▶ [Document extract]:
=====
Smooth Earth Snake in Baldwin Woods

This Tuesday, I took a group of pre-service biology teachers on a short field trip to Baldwin Woods to introduce them to spring wildflowers.  We got an unexpected surpise:  A large female Smooth Earth Snake.  You may recall an earlier post from the Ks Bio Survey looking for help finding new populations of this snake.  George and Bill are still looking for more.  If you are in eastern KS, consider taking time out to look for earth and red belly snakes over the next couple of weeks.

Smooth Earth Snake
Smooth Earth Snake



One thought on “Smooth Earth Snake in Baldwin Woods”

  1. Smooth Earth Snakes are spring ephemerals as well.

    They are not easily found (they are a state threatened species as well). Although I have observed them on south facing hillsides, the population I often return to observe most springs is found inhabiting a northwest facing hillside littered with a heavy blanket of fall leaves. It is semi-open habitat with few shrubs and is somewhat rocky. Although I imagine they can be found under leaves and decaying logs, I find them under the rocks.
=====
▶ [Extracted data entries]:
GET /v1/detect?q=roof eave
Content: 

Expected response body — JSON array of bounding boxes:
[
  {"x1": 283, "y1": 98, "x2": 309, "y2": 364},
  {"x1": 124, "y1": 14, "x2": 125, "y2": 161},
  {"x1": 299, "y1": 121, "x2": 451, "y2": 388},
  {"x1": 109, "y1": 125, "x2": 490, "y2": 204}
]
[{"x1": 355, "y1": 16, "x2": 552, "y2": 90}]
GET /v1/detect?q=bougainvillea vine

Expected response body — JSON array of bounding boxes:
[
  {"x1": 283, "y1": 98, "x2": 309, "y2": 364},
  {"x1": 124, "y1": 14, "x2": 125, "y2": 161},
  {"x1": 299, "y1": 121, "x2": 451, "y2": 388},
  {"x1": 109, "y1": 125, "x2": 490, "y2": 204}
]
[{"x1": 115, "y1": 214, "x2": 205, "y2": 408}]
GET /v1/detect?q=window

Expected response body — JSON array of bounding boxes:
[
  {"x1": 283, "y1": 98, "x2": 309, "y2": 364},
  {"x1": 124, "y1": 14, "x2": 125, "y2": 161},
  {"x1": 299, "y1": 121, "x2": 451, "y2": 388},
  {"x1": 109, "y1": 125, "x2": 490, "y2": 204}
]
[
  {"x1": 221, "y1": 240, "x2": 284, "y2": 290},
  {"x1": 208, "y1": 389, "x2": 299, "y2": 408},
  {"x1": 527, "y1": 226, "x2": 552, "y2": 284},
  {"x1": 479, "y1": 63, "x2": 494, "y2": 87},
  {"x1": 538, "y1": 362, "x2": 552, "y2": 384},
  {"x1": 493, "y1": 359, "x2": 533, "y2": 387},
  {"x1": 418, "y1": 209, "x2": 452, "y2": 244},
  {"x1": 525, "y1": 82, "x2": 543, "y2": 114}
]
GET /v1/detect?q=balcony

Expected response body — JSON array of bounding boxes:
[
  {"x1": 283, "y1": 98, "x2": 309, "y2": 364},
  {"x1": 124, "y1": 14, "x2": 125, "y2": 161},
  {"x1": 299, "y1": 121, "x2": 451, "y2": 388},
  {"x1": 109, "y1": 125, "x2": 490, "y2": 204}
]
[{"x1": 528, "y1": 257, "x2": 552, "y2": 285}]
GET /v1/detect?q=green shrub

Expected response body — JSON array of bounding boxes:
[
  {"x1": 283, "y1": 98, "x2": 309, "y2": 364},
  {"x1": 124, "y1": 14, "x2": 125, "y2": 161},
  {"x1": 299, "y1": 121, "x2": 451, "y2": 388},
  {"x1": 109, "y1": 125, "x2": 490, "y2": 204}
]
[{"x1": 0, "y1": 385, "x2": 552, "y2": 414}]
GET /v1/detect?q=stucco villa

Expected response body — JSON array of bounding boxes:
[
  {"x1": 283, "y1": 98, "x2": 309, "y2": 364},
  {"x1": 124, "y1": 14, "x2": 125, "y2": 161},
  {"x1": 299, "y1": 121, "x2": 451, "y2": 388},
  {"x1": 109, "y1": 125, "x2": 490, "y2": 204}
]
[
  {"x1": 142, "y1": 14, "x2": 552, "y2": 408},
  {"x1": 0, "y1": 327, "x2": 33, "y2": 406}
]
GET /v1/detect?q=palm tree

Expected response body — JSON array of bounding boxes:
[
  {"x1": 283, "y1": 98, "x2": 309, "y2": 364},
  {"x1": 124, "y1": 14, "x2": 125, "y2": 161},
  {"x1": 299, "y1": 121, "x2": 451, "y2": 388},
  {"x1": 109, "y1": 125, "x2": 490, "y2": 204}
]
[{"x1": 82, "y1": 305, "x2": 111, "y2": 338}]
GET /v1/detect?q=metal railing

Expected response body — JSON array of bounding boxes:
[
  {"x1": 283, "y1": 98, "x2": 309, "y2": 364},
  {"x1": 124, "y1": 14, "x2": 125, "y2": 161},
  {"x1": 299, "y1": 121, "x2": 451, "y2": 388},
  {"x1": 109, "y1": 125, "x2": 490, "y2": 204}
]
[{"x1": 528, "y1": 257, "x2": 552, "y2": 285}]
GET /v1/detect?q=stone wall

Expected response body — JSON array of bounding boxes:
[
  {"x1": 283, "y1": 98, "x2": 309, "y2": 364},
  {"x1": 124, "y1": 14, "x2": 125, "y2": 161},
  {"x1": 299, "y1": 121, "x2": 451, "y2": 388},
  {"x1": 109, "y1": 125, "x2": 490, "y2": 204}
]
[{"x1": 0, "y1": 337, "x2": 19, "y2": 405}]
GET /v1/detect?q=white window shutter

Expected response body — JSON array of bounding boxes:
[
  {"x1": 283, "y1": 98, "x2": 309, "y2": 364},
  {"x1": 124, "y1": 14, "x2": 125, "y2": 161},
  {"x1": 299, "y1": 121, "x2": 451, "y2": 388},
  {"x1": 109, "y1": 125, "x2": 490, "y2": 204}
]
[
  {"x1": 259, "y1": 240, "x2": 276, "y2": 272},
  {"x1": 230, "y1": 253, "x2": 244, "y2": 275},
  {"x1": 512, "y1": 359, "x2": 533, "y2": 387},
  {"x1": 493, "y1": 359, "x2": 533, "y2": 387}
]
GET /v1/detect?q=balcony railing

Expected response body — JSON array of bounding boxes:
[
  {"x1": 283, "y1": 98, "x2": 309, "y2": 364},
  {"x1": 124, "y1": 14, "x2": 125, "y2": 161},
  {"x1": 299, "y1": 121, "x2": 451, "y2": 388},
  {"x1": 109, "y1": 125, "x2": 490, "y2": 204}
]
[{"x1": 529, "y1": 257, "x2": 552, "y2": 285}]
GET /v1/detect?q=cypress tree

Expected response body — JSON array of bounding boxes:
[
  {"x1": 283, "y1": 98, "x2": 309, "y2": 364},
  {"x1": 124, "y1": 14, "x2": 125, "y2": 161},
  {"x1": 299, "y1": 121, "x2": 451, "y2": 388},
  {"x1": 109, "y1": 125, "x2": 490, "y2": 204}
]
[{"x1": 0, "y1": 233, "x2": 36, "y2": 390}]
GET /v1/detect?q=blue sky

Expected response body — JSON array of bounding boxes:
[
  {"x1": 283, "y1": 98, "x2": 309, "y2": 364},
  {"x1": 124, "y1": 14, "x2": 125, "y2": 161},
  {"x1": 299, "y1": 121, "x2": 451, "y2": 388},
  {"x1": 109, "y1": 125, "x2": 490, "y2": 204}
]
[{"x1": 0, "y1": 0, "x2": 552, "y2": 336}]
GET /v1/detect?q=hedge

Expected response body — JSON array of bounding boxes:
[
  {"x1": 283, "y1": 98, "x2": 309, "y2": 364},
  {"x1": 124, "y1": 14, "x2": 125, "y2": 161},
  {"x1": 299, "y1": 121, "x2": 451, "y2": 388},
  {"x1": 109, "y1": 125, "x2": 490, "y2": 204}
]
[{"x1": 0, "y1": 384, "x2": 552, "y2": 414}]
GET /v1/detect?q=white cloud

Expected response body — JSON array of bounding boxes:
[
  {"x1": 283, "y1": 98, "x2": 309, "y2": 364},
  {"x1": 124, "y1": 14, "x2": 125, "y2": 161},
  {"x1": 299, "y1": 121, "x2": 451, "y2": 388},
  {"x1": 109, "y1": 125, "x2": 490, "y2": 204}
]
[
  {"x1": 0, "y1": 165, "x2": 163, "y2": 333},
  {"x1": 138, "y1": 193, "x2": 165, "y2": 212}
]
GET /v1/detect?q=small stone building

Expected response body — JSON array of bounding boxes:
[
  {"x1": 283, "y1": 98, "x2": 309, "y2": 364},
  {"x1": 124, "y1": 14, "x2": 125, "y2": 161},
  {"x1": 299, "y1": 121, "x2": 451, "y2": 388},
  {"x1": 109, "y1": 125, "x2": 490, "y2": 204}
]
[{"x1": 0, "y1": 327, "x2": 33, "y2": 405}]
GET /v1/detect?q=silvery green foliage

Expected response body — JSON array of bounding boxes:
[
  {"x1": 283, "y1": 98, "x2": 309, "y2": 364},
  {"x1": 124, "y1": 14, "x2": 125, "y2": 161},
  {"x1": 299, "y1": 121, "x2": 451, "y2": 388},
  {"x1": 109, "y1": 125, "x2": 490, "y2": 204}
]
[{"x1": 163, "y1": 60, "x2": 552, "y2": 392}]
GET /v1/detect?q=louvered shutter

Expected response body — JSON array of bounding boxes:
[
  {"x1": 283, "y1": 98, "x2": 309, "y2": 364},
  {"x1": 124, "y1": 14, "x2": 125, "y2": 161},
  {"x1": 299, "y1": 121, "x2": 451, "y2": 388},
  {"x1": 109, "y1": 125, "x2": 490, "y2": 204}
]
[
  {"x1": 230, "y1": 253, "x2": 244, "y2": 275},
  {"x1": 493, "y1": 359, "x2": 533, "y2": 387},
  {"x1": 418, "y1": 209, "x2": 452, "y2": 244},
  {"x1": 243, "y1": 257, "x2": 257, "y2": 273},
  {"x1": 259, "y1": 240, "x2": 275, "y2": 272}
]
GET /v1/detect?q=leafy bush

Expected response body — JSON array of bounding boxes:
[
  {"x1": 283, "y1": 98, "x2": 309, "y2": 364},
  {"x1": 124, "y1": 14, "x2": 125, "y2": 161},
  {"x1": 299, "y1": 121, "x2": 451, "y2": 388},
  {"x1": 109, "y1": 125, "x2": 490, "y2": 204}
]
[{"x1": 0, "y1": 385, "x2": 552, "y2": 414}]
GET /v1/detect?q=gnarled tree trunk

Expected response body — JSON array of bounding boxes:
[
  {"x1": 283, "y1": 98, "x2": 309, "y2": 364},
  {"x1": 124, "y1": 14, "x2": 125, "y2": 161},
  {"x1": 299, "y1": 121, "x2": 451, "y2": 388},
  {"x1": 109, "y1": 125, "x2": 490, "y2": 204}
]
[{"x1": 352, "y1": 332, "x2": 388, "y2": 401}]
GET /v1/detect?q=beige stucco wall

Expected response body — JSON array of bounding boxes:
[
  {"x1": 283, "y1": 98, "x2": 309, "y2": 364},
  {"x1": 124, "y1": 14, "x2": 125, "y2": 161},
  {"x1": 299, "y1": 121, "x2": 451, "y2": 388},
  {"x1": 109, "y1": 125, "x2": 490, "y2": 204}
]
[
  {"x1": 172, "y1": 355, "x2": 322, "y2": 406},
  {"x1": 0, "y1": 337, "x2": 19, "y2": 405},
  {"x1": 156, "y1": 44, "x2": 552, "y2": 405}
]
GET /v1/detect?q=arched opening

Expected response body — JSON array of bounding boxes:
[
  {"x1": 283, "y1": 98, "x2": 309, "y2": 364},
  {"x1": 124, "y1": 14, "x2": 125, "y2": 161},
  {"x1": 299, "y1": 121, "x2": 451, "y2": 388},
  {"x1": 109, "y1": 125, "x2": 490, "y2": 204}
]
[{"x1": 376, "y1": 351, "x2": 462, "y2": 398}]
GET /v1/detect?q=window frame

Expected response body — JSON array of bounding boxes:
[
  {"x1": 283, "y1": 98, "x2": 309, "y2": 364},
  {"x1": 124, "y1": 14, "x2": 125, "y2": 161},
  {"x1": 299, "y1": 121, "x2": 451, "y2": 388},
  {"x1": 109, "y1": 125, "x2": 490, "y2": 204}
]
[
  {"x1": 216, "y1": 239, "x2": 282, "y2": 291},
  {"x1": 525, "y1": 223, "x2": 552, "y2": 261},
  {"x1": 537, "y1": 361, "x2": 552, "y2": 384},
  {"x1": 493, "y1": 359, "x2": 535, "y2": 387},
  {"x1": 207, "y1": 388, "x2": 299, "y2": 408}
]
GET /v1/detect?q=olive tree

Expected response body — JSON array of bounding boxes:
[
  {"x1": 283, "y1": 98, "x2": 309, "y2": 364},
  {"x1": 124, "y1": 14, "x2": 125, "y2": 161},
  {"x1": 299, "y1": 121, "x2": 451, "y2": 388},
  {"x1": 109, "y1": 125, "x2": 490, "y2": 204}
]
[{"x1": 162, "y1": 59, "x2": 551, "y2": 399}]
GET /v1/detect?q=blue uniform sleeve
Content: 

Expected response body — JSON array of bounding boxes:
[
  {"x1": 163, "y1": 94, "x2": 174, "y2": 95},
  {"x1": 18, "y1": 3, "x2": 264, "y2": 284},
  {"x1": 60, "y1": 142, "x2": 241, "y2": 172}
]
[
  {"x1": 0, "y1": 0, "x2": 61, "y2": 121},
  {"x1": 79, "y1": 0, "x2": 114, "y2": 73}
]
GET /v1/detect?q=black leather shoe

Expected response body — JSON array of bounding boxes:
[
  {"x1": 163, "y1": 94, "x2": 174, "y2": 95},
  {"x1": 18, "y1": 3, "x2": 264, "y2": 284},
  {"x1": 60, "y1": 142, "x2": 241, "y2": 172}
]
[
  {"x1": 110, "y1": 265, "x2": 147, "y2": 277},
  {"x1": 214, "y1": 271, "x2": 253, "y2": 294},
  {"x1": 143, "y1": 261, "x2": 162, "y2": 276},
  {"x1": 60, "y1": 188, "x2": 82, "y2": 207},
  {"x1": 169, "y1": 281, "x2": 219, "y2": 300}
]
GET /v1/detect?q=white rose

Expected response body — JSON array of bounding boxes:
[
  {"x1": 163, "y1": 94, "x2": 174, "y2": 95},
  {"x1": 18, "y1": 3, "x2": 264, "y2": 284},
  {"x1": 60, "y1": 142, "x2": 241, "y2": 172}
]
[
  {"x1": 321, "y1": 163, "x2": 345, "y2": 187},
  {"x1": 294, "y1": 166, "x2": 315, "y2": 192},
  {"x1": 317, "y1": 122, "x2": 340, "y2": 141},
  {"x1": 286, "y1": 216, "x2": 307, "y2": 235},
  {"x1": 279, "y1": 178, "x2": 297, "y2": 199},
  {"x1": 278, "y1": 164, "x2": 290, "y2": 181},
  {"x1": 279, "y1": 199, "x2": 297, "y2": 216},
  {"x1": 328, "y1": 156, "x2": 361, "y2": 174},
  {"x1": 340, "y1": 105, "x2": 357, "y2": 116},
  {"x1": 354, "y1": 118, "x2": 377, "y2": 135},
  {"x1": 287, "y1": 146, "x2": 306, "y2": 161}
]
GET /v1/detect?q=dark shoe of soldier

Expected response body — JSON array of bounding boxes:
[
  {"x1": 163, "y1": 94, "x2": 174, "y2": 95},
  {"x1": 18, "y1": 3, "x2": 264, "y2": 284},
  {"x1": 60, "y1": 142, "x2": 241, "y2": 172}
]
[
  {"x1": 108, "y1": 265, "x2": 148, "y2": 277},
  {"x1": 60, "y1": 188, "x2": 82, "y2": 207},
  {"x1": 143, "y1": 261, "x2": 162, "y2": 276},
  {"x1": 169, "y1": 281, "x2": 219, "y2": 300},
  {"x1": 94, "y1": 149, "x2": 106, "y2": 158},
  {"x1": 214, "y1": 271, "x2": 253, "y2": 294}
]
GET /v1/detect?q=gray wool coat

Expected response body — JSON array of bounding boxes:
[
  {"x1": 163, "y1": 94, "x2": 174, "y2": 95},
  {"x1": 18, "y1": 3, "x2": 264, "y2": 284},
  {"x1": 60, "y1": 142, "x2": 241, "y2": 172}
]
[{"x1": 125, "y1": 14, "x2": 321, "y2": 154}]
=====
▶ [Instructions]:
#1 From the Smooth Earth Snake post, extract the passage that begins at the words "They are not" and stops after "under the rocks.".
#2 Can you write what comes next in the Smooth Earth Snake post, starting right after its final sentence?
The records play no part in this work.

▶ [Answers to this exercise]:
#1
They are not easily found (they are a state threatened species as well). Although I have observed them on south facing hillsides, the population I often return to observe most springs is found inhabiting a northwest facing hillside littered with a heavy blanket of fall leaves. It is semi-open habitat with few shrubs and is somewhat rocky. Although I imagine they can be found under leaves and decaying logs, I find them under the rocks.

#2
    I usually start finding them in the middle to end of March and continue to see them through April. As the spring changes to summer it is more likely to find only gravid females warming themselves under rock cover.

    I haven’t yet visited my site this spring. If anyone is interested in tagging along some weekend let me know.

    Here is a link to a paper by George Pisani on his research on the species in Eastern Kansas:

    He also has a wonderful paper on the smooth earth snake (and other snakes) use of ant nest as winter hibernacula. I couldn’t find a link to it. I think it was published in the Transactions of the KS Academy of Science.